··· Study text ···
With a career in mind, I was enrolled for four months at Pitman’s Secretarial College. Attending in my own fashion, I learned to type but now regret not having taken shorthand seriously. In fact, whenever I see fellow journalists going at breakneck speed with their shorthand, I’m reminded of my rebellious foolishness.
I did, however, want to earn my keep and not be financially reliant on a man. An affair with Roberto Shorto—a Brazilian-born playboy whose party trick was eating glass—had pushed me to this conclusion. His sister Denise was married to Heini Thyssen, the billionaire and major art collector. Staying at Daylesford, their house in Gloucestershire, meant sitting in a Jacuzzi surrounded by nubile Rodin statues and taking a bath below a Picasso. There were also Heini’s morning visits to be endured. He would appear in Roberto’s bedroom while I was naked, lying under the sheets. I think most people would have left under the circumstances, but Heini would just stand there with his dead eyes and odd, crocodile smile.
··· The data ···
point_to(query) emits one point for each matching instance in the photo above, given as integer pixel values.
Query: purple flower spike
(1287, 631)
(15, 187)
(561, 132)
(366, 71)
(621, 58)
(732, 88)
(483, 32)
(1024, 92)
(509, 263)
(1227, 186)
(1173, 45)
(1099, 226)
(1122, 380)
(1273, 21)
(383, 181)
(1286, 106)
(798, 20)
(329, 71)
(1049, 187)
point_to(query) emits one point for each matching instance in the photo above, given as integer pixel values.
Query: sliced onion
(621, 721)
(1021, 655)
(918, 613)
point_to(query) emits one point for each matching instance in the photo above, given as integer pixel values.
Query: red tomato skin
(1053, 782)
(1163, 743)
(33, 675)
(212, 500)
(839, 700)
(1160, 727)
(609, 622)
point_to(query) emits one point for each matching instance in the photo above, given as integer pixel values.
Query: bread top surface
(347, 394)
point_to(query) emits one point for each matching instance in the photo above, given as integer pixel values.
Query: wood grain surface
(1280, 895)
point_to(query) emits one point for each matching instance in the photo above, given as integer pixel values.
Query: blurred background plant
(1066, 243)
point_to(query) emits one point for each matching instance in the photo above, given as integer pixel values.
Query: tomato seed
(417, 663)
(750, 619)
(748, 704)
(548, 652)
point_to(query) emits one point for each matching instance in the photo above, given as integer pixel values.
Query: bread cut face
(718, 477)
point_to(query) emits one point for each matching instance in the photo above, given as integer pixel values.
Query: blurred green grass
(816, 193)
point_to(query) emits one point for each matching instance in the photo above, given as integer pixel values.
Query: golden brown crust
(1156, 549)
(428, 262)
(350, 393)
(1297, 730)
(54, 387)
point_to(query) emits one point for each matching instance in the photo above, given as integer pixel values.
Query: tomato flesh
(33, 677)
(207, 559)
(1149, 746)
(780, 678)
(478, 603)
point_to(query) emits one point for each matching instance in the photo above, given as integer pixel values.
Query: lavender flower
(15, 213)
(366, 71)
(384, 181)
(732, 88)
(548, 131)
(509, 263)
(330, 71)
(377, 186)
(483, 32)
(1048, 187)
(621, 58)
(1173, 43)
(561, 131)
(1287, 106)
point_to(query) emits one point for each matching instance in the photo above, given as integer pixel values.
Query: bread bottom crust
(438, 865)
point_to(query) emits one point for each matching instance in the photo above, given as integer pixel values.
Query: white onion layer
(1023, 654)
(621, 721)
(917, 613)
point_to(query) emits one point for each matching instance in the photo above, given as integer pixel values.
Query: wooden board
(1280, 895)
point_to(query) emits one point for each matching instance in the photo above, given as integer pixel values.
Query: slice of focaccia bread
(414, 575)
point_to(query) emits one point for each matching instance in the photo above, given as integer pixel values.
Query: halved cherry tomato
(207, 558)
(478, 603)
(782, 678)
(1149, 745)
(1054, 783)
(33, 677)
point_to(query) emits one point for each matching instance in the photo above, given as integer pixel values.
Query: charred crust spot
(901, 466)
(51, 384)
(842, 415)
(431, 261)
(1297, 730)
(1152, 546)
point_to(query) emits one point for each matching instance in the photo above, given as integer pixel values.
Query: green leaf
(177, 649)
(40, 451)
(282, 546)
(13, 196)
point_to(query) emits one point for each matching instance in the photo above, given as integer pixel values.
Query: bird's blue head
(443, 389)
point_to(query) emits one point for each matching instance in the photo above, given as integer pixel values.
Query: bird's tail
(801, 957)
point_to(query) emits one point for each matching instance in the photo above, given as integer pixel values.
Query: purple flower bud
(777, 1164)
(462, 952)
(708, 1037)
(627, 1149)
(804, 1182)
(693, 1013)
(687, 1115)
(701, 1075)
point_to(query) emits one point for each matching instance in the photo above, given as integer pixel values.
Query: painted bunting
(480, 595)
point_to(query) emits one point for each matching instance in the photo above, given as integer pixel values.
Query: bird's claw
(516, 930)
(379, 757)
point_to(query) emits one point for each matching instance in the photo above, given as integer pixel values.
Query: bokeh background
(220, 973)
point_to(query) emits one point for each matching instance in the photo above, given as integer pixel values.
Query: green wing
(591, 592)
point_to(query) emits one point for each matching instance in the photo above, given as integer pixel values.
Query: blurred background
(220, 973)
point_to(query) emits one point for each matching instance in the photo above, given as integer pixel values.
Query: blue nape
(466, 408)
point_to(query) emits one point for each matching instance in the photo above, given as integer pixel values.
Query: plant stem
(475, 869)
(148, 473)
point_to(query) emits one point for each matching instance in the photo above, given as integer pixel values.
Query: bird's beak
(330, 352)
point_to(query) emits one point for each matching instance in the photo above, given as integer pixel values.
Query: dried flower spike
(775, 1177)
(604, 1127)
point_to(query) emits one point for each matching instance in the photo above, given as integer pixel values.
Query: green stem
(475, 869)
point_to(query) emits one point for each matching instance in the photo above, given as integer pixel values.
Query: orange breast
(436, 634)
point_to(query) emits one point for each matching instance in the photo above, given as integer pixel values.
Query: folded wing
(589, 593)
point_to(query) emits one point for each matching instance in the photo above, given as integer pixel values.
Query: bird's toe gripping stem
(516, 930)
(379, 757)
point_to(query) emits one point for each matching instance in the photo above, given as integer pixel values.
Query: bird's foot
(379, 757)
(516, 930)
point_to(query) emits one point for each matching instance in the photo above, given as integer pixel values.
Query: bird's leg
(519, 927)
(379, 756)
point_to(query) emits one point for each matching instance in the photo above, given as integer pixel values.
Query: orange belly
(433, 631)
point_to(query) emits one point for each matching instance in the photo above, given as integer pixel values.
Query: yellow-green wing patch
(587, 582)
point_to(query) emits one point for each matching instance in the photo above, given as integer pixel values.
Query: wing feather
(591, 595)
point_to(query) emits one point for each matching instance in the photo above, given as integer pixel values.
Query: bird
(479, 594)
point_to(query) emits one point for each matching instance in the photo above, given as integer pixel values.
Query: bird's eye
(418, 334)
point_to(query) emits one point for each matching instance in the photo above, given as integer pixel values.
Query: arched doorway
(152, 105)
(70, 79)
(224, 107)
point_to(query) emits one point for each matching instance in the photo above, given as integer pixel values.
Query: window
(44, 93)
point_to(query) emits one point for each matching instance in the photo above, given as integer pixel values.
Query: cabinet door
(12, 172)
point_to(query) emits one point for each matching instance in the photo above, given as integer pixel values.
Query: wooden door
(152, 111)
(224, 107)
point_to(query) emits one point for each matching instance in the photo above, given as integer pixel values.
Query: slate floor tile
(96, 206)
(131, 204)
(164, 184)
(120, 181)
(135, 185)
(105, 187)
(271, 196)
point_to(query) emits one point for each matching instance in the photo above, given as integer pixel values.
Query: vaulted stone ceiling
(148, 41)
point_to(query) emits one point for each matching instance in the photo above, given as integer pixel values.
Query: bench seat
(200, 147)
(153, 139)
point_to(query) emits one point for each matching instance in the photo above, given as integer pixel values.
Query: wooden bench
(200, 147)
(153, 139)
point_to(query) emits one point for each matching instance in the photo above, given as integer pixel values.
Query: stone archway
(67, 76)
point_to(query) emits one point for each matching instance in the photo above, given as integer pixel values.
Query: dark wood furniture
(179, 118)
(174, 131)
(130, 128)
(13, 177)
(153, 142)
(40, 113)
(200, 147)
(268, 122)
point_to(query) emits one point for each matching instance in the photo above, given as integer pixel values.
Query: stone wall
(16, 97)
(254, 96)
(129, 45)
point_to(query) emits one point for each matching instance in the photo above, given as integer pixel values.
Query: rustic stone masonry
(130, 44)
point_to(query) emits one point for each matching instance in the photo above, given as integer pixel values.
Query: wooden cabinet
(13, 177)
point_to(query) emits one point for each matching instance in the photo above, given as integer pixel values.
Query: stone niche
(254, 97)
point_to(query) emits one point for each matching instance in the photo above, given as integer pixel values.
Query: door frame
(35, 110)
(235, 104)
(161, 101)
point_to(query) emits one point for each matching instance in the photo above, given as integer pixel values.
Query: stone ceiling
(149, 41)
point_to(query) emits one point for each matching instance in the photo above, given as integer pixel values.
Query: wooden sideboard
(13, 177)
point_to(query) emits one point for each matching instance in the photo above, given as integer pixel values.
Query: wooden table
···
Exercise 1:
Answer from the memoir excerpt:
(a) How long was the narrator enrolled at Pitman's Secretarial College?
(b) What was Roberto Shorto's party trick?
(c) In which county was Daylesford?
Exercise 2:
Proceed with the memoir excerpt, picking up after its final sentence.

Your response 1:
(a) Four months.
(b) Eating glass.
(c) Gloucestershire.

Your response 2:
Heini possessed exceptional taste in paintings and had interesting pals all over Europe, as well as a terrific and dynamic daughter, Francesca, who became important in the hip New Romantics scene—but I simply couldn’t figure him out. At the dining room table, he would take center stage, and recount a story that was both interminable and pointless. Once he finished, all his guests would laugh. They were singing for their supper. But surely Heini realized, and wasn’t it a bit of a tiresome game? I attempted to say this to Shorto—that was how everyone referred to Roberto—who instantly climbed onto his crate of Coca-Cola bottles (his father owned the franchise in Brazil). “What do you know, you silly little girl?” he yelled. Well, quite a lot! My parents had rich friends, but they were stimulating,
often brilliant conversationalists. They also didn’t have Heini’s sense of entitlement or decadence. When one was invited to their homes, they made an effort to entertain and engage.
Nevertheless, and now to get off my soapbox, it was actually the whiff of money around Shorto that partially attracted me to him. When we were introduced by my cousin Andrew Fraser, he was wearing a Cartier Tank watch, and I knew, within seconds of spotting it, that I was going to own it. I quickly did, and my mother quickly christened it the “watch of shame.” This was followed by a glorious Antony Price dress with vast bustle-like bow at the back—quickly coined the “dress of shame.”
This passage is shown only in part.